Repeat the entire listing exactly.

[Task data]
>> begin
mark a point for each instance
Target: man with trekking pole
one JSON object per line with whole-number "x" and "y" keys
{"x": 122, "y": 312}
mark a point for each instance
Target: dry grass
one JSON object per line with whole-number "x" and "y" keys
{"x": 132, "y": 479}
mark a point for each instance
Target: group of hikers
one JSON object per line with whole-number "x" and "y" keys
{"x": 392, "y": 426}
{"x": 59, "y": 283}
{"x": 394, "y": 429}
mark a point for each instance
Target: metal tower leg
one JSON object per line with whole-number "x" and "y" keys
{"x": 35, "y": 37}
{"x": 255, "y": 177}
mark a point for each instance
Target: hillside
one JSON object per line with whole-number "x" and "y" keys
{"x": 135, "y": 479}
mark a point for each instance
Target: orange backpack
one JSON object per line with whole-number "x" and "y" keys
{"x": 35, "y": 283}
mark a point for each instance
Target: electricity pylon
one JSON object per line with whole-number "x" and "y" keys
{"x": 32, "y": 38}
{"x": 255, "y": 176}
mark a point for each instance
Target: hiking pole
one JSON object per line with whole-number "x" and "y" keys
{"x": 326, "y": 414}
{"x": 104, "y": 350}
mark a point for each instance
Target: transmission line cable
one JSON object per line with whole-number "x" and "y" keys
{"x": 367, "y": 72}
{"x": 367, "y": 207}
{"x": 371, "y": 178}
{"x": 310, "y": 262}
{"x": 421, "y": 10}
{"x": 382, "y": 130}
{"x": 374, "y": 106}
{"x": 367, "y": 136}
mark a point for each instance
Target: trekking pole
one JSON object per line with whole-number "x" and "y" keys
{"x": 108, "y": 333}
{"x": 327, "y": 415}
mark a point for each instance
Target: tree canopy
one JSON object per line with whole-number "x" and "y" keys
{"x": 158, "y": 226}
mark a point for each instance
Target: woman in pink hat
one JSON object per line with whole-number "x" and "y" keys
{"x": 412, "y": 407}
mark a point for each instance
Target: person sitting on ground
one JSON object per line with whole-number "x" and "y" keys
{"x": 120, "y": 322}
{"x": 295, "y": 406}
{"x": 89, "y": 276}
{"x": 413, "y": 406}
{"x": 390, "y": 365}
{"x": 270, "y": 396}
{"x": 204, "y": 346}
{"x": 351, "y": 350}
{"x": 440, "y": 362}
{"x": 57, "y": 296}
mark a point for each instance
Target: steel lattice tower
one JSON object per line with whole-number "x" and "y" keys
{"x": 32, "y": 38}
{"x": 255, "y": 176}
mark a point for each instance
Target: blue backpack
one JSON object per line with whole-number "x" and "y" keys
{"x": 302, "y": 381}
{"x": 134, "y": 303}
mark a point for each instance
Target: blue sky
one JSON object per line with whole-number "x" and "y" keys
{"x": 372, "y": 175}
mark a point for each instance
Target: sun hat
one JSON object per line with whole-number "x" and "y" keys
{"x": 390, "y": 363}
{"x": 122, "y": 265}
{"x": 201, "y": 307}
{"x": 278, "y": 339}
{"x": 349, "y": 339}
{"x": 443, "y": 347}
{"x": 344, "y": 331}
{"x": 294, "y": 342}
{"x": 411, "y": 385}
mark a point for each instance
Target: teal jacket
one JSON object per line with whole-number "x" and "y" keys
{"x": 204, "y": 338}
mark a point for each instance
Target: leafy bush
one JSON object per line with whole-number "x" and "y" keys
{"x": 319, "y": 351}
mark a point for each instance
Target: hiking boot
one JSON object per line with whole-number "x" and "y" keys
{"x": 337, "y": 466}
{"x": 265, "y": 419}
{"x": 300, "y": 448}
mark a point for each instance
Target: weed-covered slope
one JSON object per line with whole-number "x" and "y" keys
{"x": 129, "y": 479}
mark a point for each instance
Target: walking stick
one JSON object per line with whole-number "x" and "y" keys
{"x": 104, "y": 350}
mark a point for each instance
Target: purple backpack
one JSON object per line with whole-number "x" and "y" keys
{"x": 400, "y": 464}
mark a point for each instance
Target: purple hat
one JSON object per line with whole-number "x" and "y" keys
>> end
[Written answer]
mark a point for each instance
Target: man with trekking pole
one JSON object per line with whole-number "x" and "y" keys
{"x": 122, "y": 312}
mark a point for each instance
Target: dry grass
one JSON object per line with whole-number "x" and "y" keys
{"x": 132, "y": 479}
mark a point for each instance
Target: group of hikers
one JSON object per line with whole-number "x" and "y" keys
{"x": 392, "y": 426}
{"x": 59, "y": 283}
{"x": 394, "y": 429}
mark a point for each instance
Target: metal tower leg
one JSON object per line with whole-number "x" and "y" keys
{"x": 35, "y": 37}
{"x": 255, "y": 177}
mark a point for each instance
Target: hillside
one JSON object per line with whole-number "x" and "y" keys
{"x": 135, "y": 479}
mark a point for each instance
Target: orange backpack
one JSON object per line with whole-number "x" and "y" keys
{"x": 35, "y": 283}
mark a point for each instance
Target: electricity pylon
one JSON object per line with whole-number "x" and "y" keys
{"x": 32, "y": 38}
{"x": 255, "y": 176}
mark a point for each instance
Target: hiking pole
one JSON object per line with whole-number "x" and "y" keys
{"x": 326, "y": 414}
{"x": 104, "y": 350}
mark a point for each instance
Target: transmission line cable
one JSON object per line with whole-number "x" and "y" keys
{"x": 367, "y": 72}
{"x": 367, "y": 207}
{"x": 371, "y": 178}
{"x": 310, "y": 262}
{"x": 421, "y": 10}
{"x": 382, "y": 130}
{"x": 374, "y": 106}
{"x": 367, "y": 136}
mark a point for each instance
Target: trekking pole
one JSON object per line with whole-number "x" and "y" keys
{"x": 108, "y": 333}
{"x": 327, "y": 415}
mark a point for each instance
Target: tree canopy
one JSON object per line with whole-number "x" and "y" keys
{"x": 158, "y": 226}
mark a point for each instance
Target: woman in pink hat
one JSON object per line with whole-number "x" and "y" keys
{"x": 412, "y": 407}
mark a point for each instance
Target: person sitting on ground
one JSON object per line with whole-number "x" and "y" keys
{"x": 120, "y": 322}
{"x": 295, "y": 406}
{"x": 89, "y": 276}
{"x": 413, "y": 406}
{"x": 390, "y": 365}
{"x": 270, "y": 396}
{"x": 204, "y": 346}
{"x": 351, "y": 350}
{"x": 440, "y": 362}
{"x": 57, "y": 296}
mark a point for each instance
Target: steel lattice tower
one JSON object per line with whole-number "x" and "y" keys
{"x": 32, "y": 38}
{"x": 255, "y": 176}
mark a point for each instance
Target: blue backpack
one JSON object per line with whole-number "x" and "y" keys
{"x": 302, "y": 381}
{"x": 134, "y": 303}
mark a point for each instance
Target: blue sky
one JSON object per line with whole-number "x" and "y" keys
{"x": 372, "y": 175}
mark a point for each instance
Target: sun hat
one JSON object per line with whole-number "x" and "y" keys
{"x": 390, "y": 363}
{"x": 122, "y": 265}
{"x": 201, "y": 307}
{"x": 278, "y": 339}
{"x": 349, "y": 339}
{"x": 443, "y": 347}
{"x": 344, "y": 331}
{"x": 294, "y": 342}
{"x": 411, "y": 385}
mark a point for each instance
Target: teal jacket
one JSON object per line with whole-number "x" and "y" keys
{"x": 204, "y": 338}
mark a point for each instance
Target: leafy bush
one JSON object per line with whole-number "x" and "y" keys
{"x": 319, "y": 351}
mark a point for each instance
Target: hiking boot
one JSON object per line with whole-number "x" and "y" keys
{"x": 337, "y": 466}
{"x": 265, "y": 419}
{"x": 300, "y": 448}
mark a point for each instance
Target: weed-covered slope
one JSON object per line with whole-number "x" and "y" keys
{"x": 129, "y": 479}
mark a point for each instance
Target: walking stick
one JSON object per line with whole-number "x" and "y" keys
{"x": 104, "y": 350}
mark a point for each instance
Target: purple backpack
one JSON object per line with whole-number "x" and "y" keys
{"x": 400, "y": 464}
mark a point for each instance
Target: purple hat
one JSON object per line with whole-number "x" and "y" keys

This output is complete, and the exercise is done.